### Written exercise
Rewrite the lines below as a JSON list of strings, with one string per line and no entries for blank lines.

**** Supplied records

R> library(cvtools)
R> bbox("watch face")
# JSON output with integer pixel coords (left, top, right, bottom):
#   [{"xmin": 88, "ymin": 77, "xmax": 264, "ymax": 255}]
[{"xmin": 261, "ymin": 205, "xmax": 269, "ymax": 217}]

********

### Task result
[
  "R> library(cvtools)",
  "R> bbox(\"watch face\")",
  "# JSON output with integer pixel coords (left, top, right, bottom):",
  "#   [{\"xmin\": 88, \"ymin\": 77, \"xmax\": 264, \"ymax\": 255}]",
  "[{\"xmin\": 261, \"ymin\": 205, \"xmax\": 269, \"ymax\": 217}]"
]